- What to work on -
List each line of the entries below that contains the string "green", treating uppercase and lowercase as different.

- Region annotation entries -
──────────────────────────────
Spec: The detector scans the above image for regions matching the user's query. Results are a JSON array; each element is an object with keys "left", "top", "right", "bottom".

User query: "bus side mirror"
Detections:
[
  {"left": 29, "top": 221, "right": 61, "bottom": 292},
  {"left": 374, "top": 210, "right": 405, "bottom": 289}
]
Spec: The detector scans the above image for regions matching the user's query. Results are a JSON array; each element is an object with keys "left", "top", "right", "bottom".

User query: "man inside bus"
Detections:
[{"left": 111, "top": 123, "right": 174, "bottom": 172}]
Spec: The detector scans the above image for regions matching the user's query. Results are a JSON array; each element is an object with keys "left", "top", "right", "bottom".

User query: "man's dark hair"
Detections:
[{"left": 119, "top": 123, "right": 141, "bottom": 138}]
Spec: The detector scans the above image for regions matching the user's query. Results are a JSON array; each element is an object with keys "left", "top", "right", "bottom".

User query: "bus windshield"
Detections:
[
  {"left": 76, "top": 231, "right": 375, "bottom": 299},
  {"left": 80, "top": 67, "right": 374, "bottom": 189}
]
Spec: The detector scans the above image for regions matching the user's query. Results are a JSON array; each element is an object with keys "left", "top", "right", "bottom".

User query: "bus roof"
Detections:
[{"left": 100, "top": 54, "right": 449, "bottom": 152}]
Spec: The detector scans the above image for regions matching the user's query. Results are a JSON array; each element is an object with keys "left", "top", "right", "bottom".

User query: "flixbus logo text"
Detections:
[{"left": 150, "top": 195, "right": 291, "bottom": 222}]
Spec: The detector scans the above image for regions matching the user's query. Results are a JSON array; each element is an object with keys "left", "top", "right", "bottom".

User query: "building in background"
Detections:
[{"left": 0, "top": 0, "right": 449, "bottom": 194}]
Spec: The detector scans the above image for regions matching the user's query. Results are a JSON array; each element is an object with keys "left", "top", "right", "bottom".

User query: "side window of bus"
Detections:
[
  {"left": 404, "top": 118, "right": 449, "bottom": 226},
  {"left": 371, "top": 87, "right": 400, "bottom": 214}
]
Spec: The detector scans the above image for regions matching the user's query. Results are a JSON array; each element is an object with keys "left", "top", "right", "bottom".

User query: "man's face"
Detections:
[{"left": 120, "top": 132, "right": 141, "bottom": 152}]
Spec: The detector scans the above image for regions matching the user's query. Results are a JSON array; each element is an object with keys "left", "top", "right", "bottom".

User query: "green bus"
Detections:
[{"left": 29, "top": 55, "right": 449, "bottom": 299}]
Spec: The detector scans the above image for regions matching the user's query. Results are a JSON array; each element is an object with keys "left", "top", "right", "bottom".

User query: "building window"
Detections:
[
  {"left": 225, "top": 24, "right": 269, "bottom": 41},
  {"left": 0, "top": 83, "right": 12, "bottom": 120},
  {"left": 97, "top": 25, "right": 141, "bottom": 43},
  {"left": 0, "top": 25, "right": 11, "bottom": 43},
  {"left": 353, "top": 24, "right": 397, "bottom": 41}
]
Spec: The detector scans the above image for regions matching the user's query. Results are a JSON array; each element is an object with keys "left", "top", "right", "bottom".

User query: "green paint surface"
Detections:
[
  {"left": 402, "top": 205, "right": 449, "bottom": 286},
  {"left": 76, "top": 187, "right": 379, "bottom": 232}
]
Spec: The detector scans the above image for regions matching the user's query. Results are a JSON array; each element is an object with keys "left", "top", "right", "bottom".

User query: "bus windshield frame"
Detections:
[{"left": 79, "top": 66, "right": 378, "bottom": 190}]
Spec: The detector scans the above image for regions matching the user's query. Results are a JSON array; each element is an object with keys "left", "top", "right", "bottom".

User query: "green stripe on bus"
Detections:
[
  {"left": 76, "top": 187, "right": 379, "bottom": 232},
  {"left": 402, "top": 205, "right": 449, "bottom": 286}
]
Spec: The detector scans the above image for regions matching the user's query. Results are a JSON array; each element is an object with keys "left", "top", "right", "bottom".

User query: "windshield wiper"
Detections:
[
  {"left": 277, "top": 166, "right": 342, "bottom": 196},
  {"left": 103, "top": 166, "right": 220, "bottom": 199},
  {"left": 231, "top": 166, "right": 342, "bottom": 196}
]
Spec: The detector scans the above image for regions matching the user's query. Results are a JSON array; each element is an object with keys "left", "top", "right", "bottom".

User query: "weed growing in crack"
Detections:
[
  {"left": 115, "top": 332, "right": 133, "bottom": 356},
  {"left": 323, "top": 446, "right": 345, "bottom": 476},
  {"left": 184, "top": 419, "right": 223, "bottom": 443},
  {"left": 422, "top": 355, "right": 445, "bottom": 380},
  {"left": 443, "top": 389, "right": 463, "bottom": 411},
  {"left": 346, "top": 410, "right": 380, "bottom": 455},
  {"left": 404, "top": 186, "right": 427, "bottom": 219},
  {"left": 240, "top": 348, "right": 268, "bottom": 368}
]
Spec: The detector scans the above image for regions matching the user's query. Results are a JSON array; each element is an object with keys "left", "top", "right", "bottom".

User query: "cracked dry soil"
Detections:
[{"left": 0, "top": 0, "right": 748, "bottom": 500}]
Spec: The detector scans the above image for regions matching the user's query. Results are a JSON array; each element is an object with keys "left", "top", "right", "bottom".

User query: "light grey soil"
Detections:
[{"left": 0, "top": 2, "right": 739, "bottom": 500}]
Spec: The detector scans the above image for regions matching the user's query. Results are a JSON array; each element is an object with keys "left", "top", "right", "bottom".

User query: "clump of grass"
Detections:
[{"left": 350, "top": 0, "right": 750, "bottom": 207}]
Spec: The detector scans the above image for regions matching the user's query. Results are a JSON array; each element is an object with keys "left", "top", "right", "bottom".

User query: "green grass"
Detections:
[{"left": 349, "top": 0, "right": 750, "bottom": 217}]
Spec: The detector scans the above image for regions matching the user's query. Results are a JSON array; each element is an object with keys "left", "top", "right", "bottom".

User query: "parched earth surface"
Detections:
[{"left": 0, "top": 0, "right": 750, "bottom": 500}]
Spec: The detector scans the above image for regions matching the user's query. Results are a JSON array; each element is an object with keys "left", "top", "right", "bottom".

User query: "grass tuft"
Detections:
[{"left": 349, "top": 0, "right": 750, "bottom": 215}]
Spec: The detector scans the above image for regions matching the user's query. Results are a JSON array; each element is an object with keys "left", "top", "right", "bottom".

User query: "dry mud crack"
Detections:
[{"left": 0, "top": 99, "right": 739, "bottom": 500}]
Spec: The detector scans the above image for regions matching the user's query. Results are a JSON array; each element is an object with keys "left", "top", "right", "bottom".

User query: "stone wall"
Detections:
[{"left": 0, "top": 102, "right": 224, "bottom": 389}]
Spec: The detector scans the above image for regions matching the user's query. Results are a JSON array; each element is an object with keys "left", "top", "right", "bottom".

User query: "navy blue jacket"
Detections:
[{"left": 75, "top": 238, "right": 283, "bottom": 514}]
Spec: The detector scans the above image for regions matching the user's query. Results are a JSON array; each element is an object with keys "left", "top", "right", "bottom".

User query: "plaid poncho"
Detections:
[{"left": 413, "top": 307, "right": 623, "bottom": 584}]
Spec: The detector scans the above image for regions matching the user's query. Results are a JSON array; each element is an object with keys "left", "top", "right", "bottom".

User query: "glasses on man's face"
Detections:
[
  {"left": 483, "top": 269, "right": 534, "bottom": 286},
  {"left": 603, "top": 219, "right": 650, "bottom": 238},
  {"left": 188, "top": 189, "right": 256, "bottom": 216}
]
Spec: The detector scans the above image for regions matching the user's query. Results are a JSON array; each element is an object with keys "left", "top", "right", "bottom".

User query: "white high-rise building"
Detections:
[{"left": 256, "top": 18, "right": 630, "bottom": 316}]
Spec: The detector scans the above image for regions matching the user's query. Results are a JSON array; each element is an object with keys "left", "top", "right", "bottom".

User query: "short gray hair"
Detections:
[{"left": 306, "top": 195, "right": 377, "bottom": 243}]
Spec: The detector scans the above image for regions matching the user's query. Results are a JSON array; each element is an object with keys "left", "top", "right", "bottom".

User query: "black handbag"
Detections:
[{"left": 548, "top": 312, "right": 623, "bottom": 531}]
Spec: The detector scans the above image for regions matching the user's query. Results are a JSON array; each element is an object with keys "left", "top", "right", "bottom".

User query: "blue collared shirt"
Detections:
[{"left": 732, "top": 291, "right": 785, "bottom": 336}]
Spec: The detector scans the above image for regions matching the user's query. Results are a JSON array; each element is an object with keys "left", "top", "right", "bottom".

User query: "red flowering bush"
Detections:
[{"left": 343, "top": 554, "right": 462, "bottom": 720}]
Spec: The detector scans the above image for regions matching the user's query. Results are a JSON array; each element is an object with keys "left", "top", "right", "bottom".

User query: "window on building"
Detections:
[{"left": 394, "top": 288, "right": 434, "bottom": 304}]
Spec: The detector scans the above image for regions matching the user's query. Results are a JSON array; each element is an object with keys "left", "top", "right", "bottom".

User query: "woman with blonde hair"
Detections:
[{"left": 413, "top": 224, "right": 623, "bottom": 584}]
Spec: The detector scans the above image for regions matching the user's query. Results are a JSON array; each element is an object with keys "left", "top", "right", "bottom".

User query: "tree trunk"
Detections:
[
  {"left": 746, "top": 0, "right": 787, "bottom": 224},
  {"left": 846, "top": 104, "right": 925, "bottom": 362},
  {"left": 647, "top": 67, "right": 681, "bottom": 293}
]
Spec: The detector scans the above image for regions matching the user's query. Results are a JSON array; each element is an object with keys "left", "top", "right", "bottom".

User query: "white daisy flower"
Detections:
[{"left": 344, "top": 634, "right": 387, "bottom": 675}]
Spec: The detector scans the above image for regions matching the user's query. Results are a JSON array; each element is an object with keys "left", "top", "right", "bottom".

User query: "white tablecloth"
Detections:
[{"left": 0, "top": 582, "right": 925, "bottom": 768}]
──────────────────────────────
- Response to this exercise -
User query: "green bus"
User query: "green paint surface"
User query: "green stripe on bus"
User query: "green grass"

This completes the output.